● **Work to do**
Please type out every one of the rows below word for word, leaving the pictures out.

++++++++

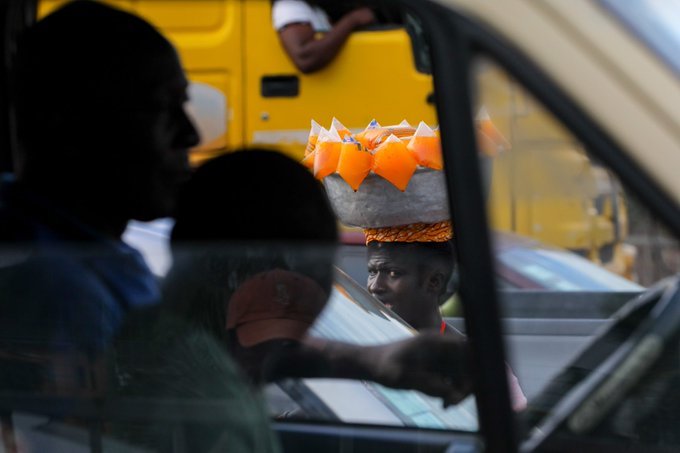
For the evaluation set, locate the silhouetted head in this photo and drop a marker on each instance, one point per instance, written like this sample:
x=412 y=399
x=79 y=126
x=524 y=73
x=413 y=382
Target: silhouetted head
x=240 y=215
x=411 y=278
x=100 y=109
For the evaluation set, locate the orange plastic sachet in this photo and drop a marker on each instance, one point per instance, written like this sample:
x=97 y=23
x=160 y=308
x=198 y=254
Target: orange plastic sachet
x=355 y=163
x=426 y=147
x=427 y=151
x=327 y=153
x=308 y=160
x=361 y=136
x=394 y=162
x=312 y=139
x=342 y=130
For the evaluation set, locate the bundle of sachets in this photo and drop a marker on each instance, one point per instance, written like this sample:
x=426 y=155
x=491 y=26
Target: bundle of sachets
x=393 y=153
x=381 y=175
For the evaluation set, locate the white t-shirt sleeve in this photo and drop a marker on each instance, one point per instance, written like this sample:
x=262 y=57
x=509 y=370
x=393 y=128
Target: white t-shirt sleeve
x=286 y=12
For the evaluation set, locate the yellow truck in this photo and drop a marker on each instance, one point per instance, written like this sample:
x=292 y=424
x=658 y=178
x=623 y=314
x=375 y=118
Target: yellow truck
x=232 y=46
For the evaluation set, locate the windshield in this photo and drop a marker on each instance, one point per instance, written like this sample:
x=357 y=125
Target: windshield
x=655 y=22
x=353 y=316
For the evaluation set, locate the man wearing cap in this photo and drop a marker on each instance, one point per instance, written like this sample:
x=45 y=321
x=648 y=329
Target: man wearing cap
x=269 y=312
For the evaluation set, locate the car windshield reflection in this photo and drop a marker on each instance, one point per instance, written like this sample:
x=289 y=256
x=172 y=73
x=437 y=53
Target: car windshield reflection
x=353 y=316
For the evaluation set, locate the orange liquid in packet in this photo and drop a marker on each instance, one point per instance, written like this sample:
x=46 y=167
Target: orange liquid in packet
x=311 y=144
x=326 y=158
x=394 y=162
x=355 y=163
x=427 y=151
x=308 y=160
x=312 y=138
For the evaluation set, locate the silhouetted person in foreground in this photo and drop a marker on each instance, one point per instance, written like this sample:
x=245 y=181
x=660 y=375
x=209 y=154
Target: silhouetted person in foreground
x=103 y=139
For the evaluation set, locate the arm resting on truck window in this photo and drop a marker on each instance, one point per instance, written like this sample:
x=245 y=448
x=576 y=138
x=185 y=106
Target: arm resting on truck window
x=434 y=364
x=310 y=54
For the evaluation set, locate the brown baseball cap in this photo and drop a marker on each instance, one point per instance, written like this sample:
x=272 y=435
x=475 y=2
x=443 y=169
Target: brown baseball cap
x=276 y=304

++++++++

● **Task answer**
For the evaluation set, locate the silhouetted head in this photo and drop a marker on each instance, one point per instance, written like this sample:
x=412 y=399
x=79 y=126
x=524 y=73
x=413 y=382
Target: silhouetted head
x=240 y=215
x=411 y=278
x=100 y=109
For the evaluation set, locate the orange plastic sachet in this photo and drop a marker on each instance, one point per instance, written like this sample:
x=97 y=23
x=160 y=308
x=198 y=254
Target: orange plastic sachet
x=355 y=163
x=426 y=147
x=427 y=151
x=327 y=153
x=308 y=160
x=361 y=136
x=394 y=162
x=312 y=139
x=342 y=130
For the evaluation set, locate the bundle of sachets in this photo and drop a marker on each instance, one point per instance, written like this sample:
x=426 y=155
x=491 y=26
Target: bundle of sachets
x=393 y=153
x=381 y=175
For the evaluation set, locate the white t-shirt sleeve in this photo and drop a marker on each instance, one point per instance, written like this sample:
x=262 y=57
x=509 y=370
x=393 y=128
Target: white t-shirt sleeve
x=286 y=12
For the evaluation set, locate the yellow truck in this photo and drop a marker on each instance, one point per instance, written like this sample:
x=292 y=424
x=658 y=178
x=623 y=314
x=375 y=118
Target: yellow truck
x=232 y=46
For the evaluation set, locate the windshield in this photo and drop a marker on each instance, one point per instance, written like this sample:
x=357 y=125
Target: windshield
x=655 y=22
x=353 y=316
For the evaluation set, locate the man wearing cap in this photo and drop a marker on each instance, one point per instance, written like this sample:
x=45 y=321
x=648 y=329
Target: man wearing cap
x=269 y=312
For the evaluation set, locate the car windshield reflection in this photo and drop a marker on each instance, one point per instance, written like this sample:
x=289 y=256
x=172 y=73
x=437 y=53
Target: car windshield reflection
x=353 y=316
For the evaluation set, locate the orange liquid in packet in this photo and drop a marker on each instance, one point per instance, written like this sample:
x=46 y=167
Target: orange liquid in packet
x=311 y=144
x=326 y=158
x=394 y=162
x=355 y=163
x=427 y=151
x=308 y=160
x=312 y=138
For the evaluation set, locate the silhouetted person in foreground in this photo and drop a marker on each instance, one point per instance, written like this sample:
x=245 y=181
x=660 y=375
x=209 y=154
Target: silhouetted person in foreground
x=103 y=139
For the evaluation set, locate the arm resting on truck window in this photo and drop a marker on each instance, one point per instance, written like this sample:
x=245 y=448
x=576 y=138
x=185 y=106
Target: arm resting on truck window
x=434 y=364
x=310 y=54
For the evaluation set, locate the brown baseball cap in this photo and drop a marker on each instance, one point per instance, written like this sample:
x=272 y=435
x=475 y=2
x=443 y=169
Target: brown baseball cap
x=276 y=304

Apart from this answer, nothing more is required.